The task ▸
Write out again every line of the records from the line holding "query | smiling man" through the end, inclusive, requests included, shifting each point coordinate in the answers up by 8. Leave the pictures out.

- - - -

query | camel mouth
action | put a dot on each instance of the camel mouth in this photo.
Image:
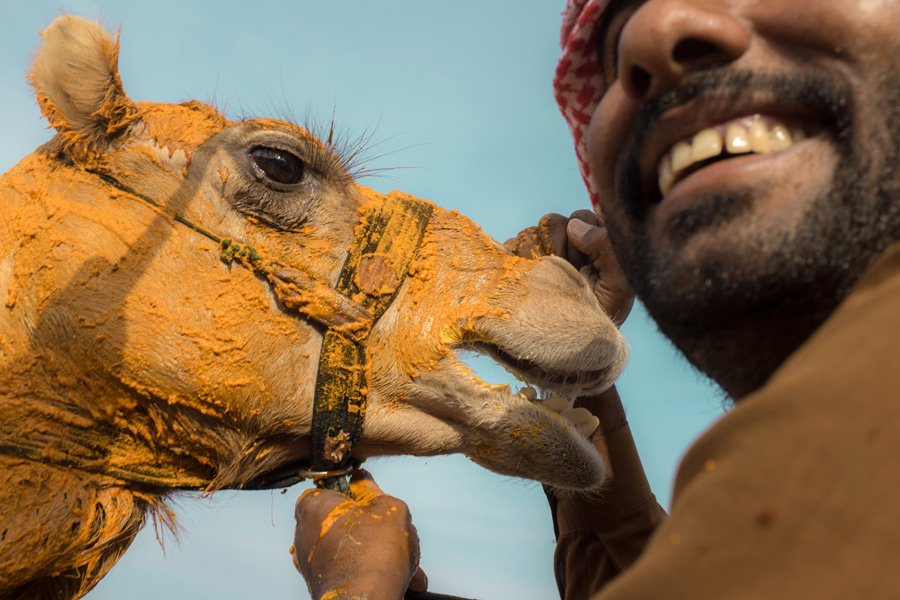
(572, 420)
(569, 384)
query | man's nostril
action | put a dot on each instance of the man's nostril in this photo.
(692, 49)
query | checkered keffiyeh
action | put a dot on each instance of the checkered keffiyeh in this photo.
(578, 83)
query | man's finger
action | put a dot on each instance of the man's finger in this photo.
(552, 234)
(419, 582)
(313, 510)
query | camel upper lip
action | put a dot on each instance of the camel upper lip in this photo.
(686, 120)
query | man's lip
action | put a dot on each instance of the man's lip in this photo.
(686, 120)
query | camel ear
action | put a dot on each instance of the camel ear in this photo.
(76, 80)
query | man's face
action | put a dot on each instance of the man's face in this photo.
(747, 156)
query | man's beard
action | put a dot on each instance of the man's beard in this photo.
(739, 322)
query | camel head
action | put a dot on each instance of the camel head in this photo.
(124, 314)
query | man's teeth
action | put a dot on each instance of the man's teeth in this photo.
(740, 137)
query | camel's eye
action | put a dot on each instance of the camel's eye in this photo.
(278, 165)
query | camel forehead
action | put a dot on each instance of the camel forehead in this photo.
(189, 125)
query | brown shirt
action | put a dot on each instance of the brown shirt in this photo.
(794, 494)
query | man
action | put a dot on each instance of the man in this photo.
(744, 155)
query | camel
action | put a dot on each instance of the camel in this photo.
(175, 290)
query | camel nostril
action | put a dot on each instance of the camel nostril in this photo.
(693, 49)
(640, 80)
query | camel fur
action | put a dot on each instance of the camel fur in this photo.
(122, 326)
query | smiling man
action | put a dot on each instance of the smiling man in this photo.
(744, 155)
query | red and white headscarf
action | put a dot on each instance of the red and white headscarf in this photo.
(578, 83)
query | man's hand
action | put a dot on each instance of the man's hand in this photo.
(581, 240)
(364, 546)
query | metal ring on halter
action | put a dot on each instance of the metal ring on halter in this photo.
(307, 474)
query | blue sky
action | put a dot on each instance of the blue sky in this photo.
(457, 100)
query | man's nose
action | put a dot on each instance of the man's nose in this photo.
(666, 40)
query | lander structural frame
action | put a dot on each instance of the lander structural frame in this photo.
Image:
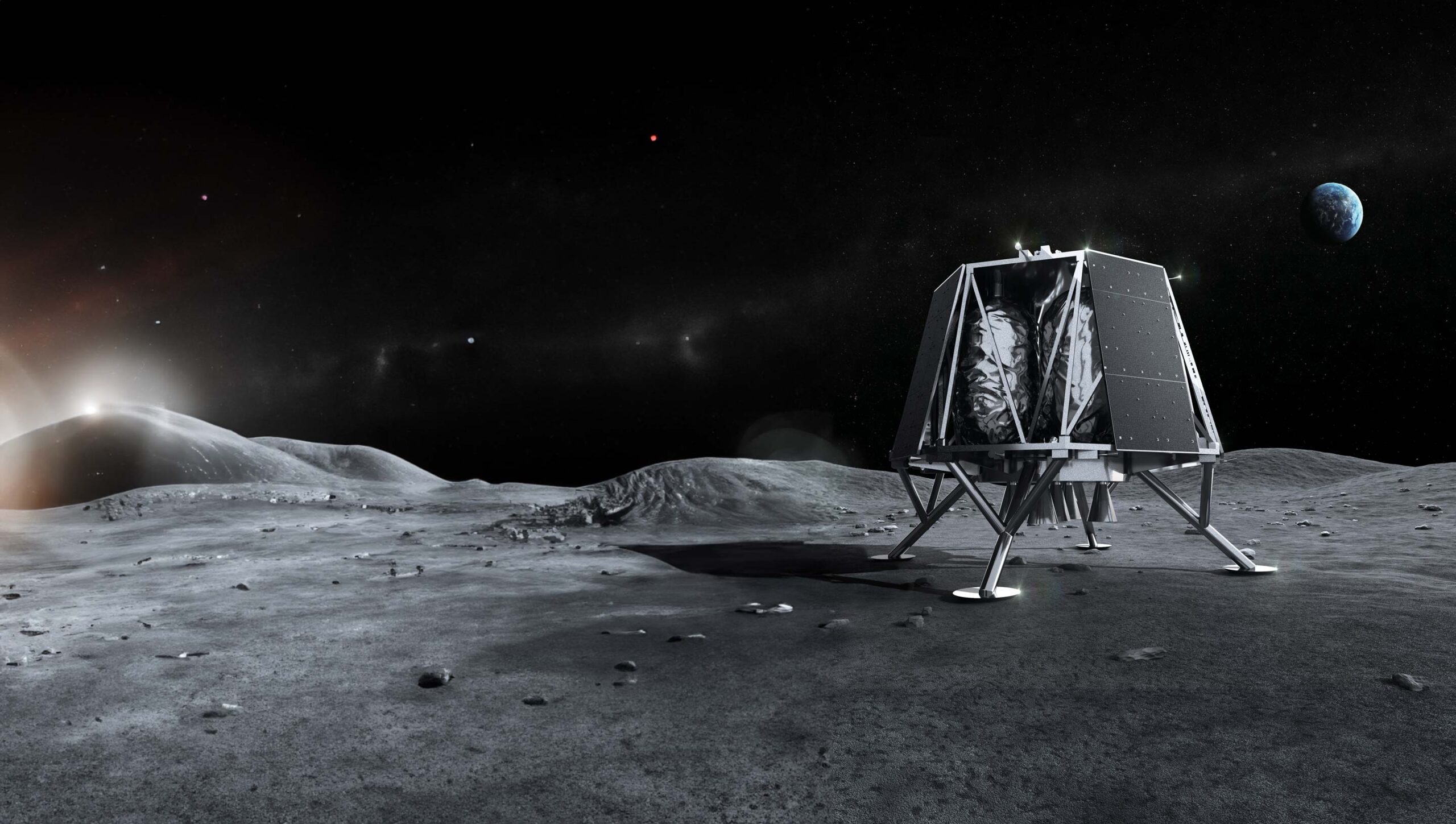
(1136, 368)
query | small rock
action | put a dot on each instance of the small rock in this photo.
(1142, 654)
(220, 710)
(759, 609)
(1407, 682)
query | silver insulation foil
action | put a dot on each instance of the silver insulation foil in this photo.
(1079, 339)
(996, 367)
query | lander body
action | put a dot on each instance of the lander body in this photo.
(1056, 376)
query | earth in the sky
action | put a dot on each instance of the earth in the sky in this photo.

- - - -

Result of this exercise ▸
query | smiling man
action | put a dot on each instance of the smiling man in this photo.
(752, 163)
query | red and white headscarf
action | put a dot on each instance of the red and white headscarf in this photo.
(586, 91)
query | man's hand
action | put a dot on each instance of the man's hand in this photo.
(589, 248)
(372, 554)
query | metal ring on halter
action | put a dot on each instance of the metal ring on halter in this photo.
(315, 482)
query | blue sky
action | put a dot on each instance of the blue sky in this photo.
(465, 108)
query | man's nose
action | put a dot on each instance of the man's nose in this photo.
(674, 48)
query | lander structural frame
action | put a dot on each instance of the lander structural frame in this photo.
Image:
(1144, 376)
query | small rock
action | put a dot on each instance of the small rock in this photo.
(1150, 662)
(228, 718)
(767, 617)
(1415, 690)
query | silver insulation foil
action | put a dot on each instance of the silver insulation foil in this photo.
(1087, 347)
(1004, 375)
query | lander body
action | put a dot on each instance of the lander body in this photo.
(1064, 384)
query | earth in the sky
action | put a dot on each instance of the earth in the sky in this photo.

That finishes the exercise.